··· TEXT EXTRACT
Still, the old service was not a bad place to learn. Early in his career the shy lieutenant fell under the influence of Sgt Major John Quick, who "perhaps of all the Marines I ever knew approached most nearly the perfect type of non-commissioned officer. . . I never knew him to raise his voice, lose his temper, or use profane language, and yet he exacted and obtained prompt and explicit obedience from all persons subject to his orders."
Later he found his model of a commander in noted Admiral John C. Watson, who deeply impressed him "by his courtesy, his kindness and his simplicity—qualities which I have learned to be the attributes of true greatness."
On the surface, the early years of Lejeune's career differed but slightly from those of his contemporaries. Serving in a variety of posts and stations at home and abroad, he fought in the Spanish-American War, was promoted to captain, then to major and to lieutenant colonel. Underneath the surface, however, a marked difference appeared. Lacking the eccentricities of such fabulous old-timers as Cols Pope and Meade, the flamboyance of "Tony" Waller, or the showmanship of young Smedley Butler, the quiet Louisianan nonetheless made his mark on those with whom he came into contact. Invariably he made this mark because somehow his actions centered not on himself nor on his career, but on the good of the service.
······
**SET PROBLEM 1:**
According to the passage on Lejeune's early career, in which war did he fight?
**SET PROBLEM 2:**
Extend the passage on Lejeune's early career, picking up after its last sentence.
None of the data that come next is needed.
··· ENTRIES SUPPLIED
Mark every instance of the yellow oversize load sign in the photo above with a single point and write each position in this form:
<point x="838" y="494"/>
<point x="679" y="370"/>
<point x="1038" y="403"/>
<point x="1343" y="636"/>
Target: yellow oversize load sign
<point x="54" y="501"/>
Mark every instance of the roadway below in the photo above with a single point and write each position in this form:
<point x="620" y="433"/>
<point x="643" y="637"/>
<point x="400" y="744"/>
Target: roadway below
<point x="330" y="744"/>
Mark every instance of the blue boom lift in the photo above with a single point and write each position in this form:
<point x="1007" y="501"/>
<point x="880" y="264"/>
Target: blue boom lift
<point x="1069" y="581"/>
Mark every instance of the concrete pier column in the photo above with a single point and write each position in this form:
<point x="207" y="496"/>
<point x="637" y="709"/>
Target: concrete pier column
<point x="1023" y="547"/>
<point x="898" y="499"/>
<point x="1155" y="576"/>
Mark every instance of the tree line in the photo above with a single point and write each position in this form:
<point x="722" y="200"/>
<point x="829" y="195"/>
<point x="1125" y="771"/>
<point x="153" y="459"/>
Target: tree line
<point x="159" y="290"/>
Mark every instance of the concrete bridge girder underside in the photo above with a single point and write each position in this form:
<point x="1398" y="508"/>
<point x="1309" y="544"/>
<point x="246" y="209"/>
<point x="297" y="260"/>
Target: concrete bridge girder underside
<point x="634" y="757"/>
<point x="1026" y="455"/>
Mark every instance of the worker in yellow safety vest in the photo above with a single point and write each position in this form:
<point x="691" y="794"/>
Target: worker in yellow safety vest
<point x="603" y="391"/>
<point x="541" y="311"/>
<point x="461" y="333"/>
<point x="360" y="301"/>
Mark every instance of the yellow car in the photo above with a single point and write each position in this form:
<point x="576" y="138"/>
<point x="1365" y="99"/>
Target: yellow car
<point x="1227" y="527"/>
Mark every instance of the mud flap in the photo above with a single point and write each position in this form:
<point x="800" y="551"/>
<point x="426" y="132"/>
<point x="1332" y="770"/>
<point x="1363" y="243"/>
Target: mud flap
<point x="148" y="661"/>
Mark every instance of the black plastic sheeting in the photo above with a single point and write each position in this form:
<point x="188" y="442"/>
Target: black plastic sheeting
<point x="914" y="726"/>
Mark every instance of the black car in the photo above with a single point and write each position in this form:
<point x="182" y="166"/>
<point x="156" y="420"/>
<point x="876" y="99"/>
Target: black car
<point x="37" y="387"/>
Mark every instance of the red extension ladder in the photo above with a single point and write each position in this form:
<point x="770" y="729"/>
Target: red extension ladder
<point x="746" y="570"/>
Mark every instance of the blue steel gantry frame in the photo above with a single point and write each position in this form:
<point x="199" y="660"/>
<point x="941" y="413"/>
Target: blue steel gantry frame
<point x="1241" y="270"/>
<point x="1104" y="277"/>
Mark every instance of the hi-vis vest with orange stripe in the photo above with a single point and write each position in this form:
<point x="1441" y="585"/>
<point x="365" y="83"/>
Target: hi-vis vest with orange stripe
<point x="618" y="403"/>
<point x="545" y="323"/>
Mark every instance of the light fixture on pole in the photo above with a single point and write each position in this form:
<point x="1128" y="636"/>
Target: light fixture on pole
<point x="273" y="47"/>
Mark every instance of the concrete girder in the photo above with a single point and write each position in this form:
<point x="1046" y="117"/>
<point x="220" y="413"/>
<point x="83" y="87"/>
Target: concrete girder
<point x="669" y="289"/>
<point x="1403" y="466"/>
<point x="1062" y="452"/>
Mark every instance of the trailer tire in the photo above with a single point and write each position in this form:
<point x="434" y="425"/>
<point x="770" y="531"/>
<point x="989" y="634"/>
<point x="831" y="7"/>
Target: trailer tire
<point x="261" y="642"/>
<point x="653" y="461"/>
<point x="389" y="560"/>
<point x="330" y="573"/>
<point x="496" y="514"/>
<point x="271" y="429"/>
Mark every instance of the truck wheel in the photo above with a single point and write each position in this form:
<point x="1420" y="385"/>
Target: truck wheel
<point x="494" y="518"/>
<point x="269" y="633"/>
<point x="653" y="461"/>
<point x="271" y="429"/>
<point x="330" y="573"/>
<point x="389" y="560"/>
······
**TASK RESPONSE 1:**
The Spanish-American War.

**TASK RESPONSE 2:**
Typical was his behavior as a very young officer aboard USS Cincinnati. At the time, a small Navy group hoped to abolish Marine detachments from service with the fleet—thus eliminating the Marine Corps. After the ship's executive officer refused to assign his detachment to a battery, Lejeune wrote the commanding officer, presented his case and asked for "an increase in duties rather than a decrease." His request granted, he then and there decided that only by constant, outstanding service could the Corps continue to claim its place in the sun. Outstanding service meant "united, industrious, intelligent and conscientious performance of duty" until the efficiency of the Corps and thus its usefulness could not be questioned.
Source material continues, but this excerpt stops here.